Exercise instructions:
Can you reproduce every one of the items below word for word, changing nothing?

[Entries from a pointing dataset]

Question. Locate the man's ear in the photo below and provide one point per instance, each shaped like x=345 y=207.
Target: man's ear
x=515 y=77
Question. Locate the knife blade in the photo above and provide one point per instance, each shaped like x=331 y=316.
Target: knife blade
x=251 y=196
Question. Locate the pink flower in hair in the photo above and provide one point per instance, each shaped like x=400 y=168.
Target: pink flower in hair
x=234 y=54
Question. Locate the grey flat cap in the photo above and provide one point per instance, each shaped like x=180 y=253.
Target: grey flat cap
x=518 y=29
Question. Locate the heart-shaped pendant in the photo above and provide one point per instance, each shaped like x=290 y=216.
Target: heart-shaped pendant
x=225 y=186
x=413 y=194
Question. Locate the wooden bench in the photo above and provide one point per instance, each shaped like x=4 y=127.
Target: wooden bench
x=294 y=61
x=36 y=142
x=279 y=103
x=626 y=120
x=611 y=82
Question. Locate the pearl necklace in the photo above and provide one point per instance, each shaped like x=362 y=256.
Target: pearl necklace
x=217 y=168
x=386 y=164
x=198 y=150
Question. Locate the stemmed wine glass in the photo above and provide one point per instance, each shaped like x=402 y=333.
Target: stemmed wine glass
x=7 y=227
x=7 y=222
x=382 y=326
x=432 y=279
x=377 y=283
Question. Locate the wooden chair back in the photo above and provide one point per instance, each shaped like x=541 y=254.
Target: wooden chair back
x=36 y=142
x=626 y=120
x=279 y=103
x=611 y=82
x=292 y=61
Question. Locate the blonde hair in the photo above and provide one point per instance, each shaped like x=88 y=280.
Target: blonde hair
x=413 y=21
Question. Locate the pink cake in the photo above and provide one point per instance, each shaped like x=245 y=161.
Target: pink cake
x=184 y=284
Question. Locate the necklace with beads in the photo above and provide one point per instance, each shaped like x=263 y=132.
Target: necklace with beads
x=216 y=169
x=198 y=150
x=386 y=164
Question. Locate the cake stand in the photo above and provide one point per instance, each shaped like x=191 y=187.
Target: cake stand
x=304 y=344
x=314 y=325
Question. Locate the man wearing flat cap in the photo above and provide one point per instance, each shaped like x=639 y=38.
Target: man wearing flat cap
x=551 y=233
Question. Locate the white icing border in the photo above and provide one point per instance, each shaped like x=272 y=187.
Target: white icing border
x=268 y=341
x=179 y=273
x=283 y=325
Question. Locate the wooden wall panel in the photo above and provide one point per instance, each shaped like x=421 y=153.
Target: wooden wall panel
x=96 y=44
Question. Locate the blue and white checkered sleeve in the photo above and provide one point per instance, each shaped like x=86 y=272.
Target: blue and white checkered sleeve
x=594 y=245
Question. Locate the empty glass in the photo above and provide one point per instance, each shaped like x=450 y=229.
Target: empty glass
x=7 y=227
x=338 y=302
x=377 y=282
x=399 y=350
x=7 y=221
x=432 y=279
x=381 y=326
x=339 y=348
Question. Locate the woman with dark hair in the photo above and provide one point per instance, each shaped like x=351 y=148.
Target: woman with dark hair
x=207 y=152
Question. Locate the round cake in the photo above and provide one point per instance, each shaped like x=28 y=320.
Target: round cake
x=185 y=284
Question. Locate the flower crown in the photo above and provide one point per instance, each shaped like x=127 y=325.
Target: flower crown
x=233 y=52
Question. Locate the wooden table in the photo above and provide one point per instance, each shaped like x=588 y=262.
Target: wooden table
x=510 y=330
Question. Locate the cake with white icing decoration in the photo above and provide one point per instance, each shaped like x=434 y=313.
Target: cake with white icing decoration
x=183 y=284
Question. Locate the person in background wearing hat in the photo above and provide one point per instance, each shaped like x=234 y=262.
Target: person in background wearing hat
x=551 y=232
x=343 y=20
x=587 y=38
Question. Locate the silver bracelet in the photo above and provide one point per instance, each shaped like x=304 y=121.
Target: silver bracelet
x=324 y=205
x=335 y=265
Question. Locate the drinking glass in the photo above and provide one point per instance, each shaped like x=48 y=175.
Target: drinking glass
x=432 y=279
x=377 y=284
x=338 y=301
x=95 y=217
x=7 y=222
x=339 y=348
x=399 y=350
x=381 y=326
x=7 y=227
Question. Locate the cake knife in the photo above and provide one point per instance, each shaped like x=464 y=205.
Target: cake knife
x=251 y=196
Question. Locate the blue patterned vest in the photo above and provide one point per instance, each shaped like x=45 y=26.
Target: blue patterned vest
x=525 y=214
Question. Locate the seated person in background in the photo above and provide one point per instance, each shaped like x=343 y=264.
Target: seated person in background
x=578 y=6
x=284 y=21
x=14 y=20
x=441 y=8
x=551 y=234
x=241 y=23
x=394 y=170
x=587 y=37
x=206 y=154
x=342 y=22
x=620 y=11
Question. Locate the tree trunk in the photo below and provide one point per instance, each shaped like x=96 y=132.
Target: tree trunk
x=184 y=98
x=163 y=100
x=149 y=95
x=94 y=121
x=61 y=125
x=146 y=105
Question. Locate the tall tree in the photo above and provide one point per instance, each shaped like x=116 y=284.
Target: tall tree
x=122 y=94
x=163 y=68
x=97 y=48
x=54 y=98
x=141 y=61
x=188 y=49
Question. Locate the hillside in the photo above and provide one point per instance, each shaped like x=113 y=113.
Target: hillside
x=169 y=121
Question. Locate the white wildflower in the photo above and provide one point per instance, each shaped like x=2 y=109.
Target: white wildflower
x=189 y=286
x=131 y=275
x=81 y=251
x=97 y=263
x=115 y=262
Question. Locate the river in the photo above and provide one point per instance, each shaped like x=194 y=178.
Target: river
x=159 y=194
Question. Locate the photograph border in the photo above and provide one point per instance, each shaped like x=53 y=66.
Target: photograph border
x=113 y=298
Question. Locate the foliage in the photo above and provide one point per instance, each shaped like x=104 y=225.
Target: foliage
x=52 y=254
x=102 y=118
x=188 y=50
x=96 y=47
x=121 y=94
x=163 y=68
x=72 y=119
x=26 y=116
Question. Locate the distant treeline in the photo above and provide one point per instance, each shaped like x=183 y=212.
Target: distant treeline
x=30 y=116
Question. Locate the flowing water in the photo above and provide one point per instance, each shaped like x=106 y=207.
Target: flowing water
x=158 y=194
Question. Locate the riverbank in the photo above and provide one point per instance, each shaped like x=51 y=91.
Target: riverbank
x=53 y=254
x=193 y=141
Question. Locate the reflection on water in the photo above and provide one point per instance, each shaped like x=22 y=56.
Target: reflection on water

Response:
Question. Locate the man's ear in the photo below and provide one point per instance, each shaped like x=345 y=207.
Target: man's ear
x=515 y=77
Question. Locate the knife blade in the photo above and provide one point per instance, each shaped like x=331 y=316.
Target: knife blade
x=251 y=196
Question. Locate the pink flower in hair in the photo above and provide one point per instance, each shaped like x=400 y=168.
Target: pink flower in hair
x=234 y=54
Question. Locate the grey flat cap in the photo above and provide one point per instance, each shaped like x=180 y=253.
Target: grey flat cap
x=518 y=29
Question. Locate the heart-shaped pendant in the photo above and provide one point per instance, each shaped like x=290 y=216.
Target: heart-shaped pendant
x=225 y=186
x=413 y=194
Question. Locate the wooden bench in the photo above and provide one point per instance, each shaped like x=4 y=127.
Target: wooden bench
x=294 y=61
x=36 y=142
x=279 y=103
x=626 y=120
x=611 y=82
Question. Locate the pearl necklace in the photo above and provide one point per instance, each shaped like x=362 y=256.
Target: pearl necklace
x=217 y=168
x=386 y=164
x=198 y=150
Question. Locate the stemmed wine glass in the photo above and provide one point per instance, each shaped like x=402 y=333.
Target: stemmed wine glass
x=7 y=227
x=7 y=222
x=382 y=326
x=432 y=279
x=377 y=283
Question. Locate the wooden chair back in the photo above and provide one point per instance, each shaped like x=541 y=254.
Target: wooden chair back
x=36 y=142
x=626 y=120
x=279 y=103
x=611 y=82
x=292 y=61
Question. Locate the blonde hair in the photo above and provide one point per instance, each shaped like x=88 y=280.
Target: blonde hair
x=413 y=21
Question. Locate the pink cake in the photo above and provide one point per instance, each shaped like x=245 y=161.
Target: pink cake
x=184 y=284
Question. Locate the necklace with beads in the photo above and provide one point per instance, each shaped like x=263 y=132.
Target: necklace with beads
x=216 y=169
x=198 y=150
x=386 y=164
Question. Locate the cake stand in the photo above and provide one point per instance, each shaped like x=191 y=187.
Target: cake stand
x=304 y=344
x=314 y=325
Question. Locate the man wearing flat cap in the photo above and provide one point per instance, each shaped like x=639 y=38.
Target: man wearing flat cap
x=551 y=233
Question. Locate the white icing border in the photo above and provide one point per instance, each shaped like x=272 y=187.
Target: white icing border
x=268 y=341
x=179 y=273
x=283 y=325
Question. Locate the wooden wall panel in the photo above and provide one point per instance, each shaped like x=421 y=153.
Target: wooden wall panel
x=96 y=44
Question. Locate the blue and white checkered sleeve in the photo above and provide one point per instance, each shaped like x=86 y=272.
Target: blue and white checkered sleeve
x=594 y=245
Question. Locate the empty glass in the photo above and provide one point per instance, each shaped like x=450 y=229.
Target: empty glass
x=7 y=227
x=338 y=302
x=377 y=282
x=399 y=350
x=7 y=221
x=432 y=279
x=381 y=326
x=339 y=348
Question. Locate the woman with dark hair in the photo above and provide one point per instance, each shaped like x=351 y=148.
Target: woman with dark hair
x=207 y=152
Question. Locate the round cake in the photo above and provide one point per instance, each shaped like x=28 y=320.
Target: round cake
x=185 y=284
Question. Locate the flower crown in the photo above and provide one point per instance, each shaped like x=127 y=325.
Target: flower crown
x=233 y=52
Question. Locate the wooden table in the photo above and provide one point per instance, each shaped like x=588 y=262.
Target: wooden table
x=510 y=330
Question. Locate the cake with white icing decoration in the photo above and provide one point per instance, each shaped like x=434 y=313.
Target: cake with white icing decoration
x=183 y=284
Question. Locate the person in background wearing hat in the photo above and provide one point per instance, each shaped like x=234 y=262.
Target: person in background wearing hat
x=551 y=232
x=343 y=20
x=587 y=38
Question. Locate the silver bracelet in the photo above and provide one point per instance, each shaped like x=304 y=121.
Target: silver bracelet
x=324 y=205
x=335 y=265
Question. Locate the drinking glass in the photo above and provide one point per instance, each shaped like x=48 y=175.
Target: drinking glass
x=432 y=279
x=377 y=284
x=338 y=301
x=95 y=217
x=7 y=222
x=339 y=348
x=399 y=350
x=381 y=326
x=7 y=227
Question. Locate the cake knife in the photo above and provide one point per instance, each shaped like x=464 y=205.
Target: cake knife
x=251 y=196
Question. Locate the blue patterned vest in the photo above and provide one point per instance, each shaped like x=45 y=26.
Target: blue patterned vest
x=525 y=214
Question. Locate the seated person in background in the photo above and provide one point per instance, each shaped like x=343 y=264.
Target: seated person in background
x=578 y=6
x=284 y=21
x=14 y=20
x=441 y=8
x=551 y=234
x=241 y=23
x=394 y=170
x=587 y=37
x=206 y=154
x=342 y=22
x=620 y=11
Question. Locate the tree trunk in the photo below and provide one point per instance, each shaped like x=96 y=132.
Target: tree trunk
x=184 y=98
x=163 y=100
x=149 y=95
x=94 y=121
x=61 y=125
x=146 y=105
Question. Locate the tall tree in the photo above and provide one point per instance, each shaped like x=116 y=284.
Target: tall tree
x=122 y=94
x=163 y=68
x=97 y=48
x=54 y=98
x=141 y=61
x=188 y=49
Question. Locate the hillside in the photo above and provide one point per instance, each shaped like x=113 y=113.
Target: hillside
x=169 y=121
Question. Locate the white wildflower in the photo above and provide one point per instance, each shaped like x=2 y=109.
Target: white wildflower
x=189 y=286
x=131 y=275
x=81 y=251
x=97 y=263
x=115 y=262
Question. Locate the river in the photo above and provide one point per instance, each shaped like x=194 y=178.
Target: river
x=159 y=194
Question. Locate the photograph border in the photo above and provide one point per instance, each shaped like x=53 y=66.
Target: photograph border
x=113 y=298
Question. Locate the foliage in the photo above and provide one point per instance, each shaped like x=104 y=225.
Target: foliage
x=52 y=254
x=102 y=118
x=188 y=50
x=96 y=47
x=121 y=94
x=163 y=68
x=72 y=119
x=26 y=116
Question. Locate the distant treeline in the photo above and provide one point per instance, each shaped like x=183 y=212.
Target: distant treeline
x=30 y=116
Question. Locate the flowing water in the photo above and provide one point per instance, each shaped like x=106 y=207.
Target: flowing water
x=158 y=194
Question. Locate the riverbank in the photo above and provide one point per instance, each shaped like x=51 y=91.
Target: riverbank
x=53 y=254
x=193 y=141
Question. Locate the reflection on water in the photo above and provide one point per instance, each shaped like x=22 y=56.
Target: reflection on water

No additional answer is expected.